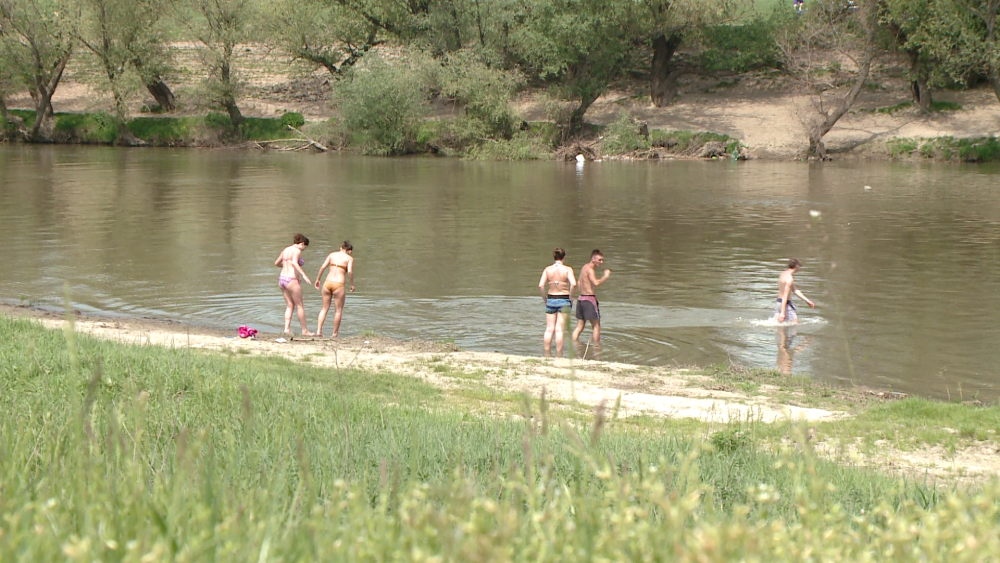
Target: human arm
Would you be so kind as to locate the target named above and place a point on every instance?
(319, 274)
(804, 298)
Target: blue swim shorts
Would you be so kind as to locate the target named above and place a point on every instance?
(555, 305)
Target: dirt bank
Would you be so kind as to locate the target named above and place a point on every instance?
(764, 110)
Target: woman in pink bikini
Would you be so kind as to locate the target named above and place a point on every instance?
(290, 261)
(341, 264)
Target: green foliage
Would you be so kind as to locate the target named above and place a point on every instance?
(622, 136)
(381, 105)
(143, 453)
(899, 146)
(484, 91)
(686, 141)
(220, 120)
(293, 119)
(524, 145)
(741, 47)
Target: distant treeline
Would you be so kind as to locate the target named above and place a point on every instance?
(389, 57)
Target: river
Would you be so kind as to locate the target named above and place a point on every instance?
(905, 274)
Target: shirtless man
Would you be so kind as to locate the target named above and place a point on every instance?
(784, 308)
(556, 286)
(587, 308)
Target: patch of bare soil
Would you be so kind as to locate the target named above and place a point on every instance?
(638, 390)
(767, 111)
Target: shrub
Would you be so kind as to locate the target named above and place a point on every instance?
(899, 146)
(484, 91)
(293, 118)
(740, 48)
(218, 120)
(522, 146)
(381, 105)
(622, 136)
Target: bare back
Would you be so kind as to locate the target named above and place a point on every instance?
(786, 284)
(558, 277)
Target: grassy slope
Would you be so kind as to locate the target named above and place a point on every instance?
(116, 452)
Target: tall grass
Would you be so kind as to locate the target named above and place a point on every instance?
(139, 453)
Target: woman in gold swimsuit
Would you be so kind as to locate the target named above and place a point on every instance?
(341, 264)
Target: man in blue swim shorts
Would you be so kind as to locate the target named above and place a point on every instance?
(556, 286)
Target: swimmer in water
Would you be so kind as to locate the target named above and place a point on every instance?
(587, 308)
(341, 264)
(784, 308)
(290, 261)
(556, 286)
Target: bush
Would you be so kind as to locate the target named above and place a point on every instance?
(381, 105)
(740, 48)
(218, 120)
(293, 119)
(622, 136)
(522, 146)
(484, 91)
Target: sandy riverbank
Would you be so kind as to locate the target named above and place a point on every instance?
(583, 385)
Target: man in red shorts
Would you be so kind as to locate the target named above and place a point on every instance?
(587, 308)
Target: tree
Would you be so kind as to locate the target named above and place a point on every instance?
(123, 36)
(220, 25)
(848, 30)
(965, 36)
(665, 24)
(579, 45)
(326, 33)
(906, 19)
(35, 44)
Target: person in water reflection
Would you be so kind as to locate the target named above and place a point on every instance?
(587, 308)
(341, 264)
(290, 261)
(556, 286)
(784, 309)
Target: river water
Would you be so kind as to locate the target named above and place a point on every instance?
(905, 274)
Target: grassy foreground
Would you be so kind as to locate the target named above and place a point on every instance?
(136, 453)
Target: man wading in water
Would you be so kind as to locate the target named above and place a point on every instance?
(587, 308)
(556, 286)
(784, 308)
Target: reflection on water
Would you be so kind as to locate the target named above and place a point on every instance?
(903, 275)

(Task goal)
Rewrite every line, starting at the one containing "Target: man wading in water" and ending at the last line of the records, and raise each coordinate in the point answers by 80.

(Correct result)
Target: man wading in water
Would you be so kind as to locate the target named above and place a point on every instance?
(667, 388)
(636, 366)
(864, 388)
Target: reflection on water
Would you be so kind as to locate the target named above and place a point on every instance?
(983, 355)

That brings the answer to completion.